**RECORDS FOR THE TASK**

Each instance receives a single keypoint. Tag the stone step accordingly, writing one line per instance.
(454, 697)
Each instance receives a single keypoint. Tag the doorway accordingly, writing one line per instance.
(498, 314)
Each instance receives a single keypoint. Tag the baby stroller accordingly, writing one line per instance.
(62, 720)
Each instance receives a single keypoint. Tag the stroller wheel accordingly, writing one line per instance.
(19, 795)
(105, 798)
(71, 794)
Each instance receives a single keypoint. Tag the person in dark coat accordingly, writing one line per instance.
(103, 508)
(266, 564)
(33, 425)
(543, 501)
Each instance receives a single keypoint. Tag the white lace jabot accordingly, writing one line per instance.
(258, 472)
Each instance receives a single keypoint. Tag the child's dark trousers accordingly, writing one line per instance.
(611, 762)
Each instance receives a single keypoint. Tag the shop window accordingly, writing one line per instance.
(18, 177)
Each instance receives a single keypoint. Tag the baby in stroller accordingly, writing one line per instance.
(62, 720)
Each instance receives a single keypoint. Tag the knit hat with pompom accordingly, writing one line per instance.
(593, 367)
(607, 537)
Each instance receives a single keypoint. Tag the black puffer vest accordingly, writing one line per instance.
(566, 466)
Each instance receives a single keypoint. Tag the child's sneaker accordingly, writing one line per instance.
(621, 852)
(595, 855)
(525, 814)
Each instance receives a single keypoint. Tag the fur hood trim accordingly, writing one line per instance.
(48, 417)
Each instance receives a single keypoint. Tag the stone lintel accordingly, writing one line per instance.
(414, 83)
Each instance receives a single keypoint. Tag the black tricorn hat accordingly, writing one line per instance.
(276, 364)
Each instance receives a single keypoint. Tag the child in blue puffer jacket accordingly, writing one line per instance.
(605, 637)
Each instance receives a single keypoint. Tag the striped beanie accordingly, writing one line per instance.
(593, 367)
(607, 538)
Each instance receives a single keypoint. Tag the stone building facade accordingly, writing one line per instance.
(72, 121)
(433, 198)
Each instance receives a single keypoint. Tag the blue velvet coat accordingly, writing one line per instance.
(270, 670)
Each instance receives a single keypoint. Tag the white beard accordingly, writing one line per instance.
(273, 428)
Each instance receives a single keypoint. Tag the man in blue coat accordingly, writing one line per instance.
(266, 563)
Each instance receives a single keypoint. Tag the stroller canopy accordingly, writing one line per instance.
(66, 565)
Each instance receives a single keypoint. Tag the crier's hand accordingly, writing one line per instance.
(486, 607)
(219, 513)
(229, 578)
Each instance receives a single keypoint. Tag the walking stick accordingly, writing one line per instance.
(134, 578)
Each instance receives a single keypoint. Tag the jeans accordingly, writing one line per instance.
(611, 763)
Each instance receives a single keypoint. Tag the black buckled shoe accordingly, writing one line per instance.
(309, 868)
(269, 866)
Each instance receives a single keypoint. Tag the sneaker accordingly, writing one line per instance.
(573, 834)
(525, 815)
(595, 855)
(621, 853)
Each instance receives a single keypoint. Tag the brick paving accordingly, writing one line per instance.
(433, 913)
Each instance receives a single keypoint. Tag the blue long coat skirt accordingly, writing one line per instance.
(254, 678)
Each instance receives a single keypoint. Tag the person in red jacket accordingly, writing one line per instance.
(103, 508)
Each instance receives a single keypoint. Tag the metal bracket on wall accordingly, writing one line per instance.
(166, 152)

**THE REQUEST**
Rewrite the material above as a numbered list, from the line containing "Each instance receives a single keypoint. Tag the blue long" through the end of the material, with blank lines left out.

**OUTPUT OF THE EXERCISE**
1. Each instance receives a single keypoint. Tag the blue long coat skirt accordingly, writing one line per instance.
2. (254, 678)
3. Each instance receives a single keypoint. Tag the person in red jacket accordingly, writing one line per instance.
4. (103, 508)
5. Each instance receives a single keypoint. Tag the metal bracket on wall accordingly, writing one line per instance.
6. (166, 152)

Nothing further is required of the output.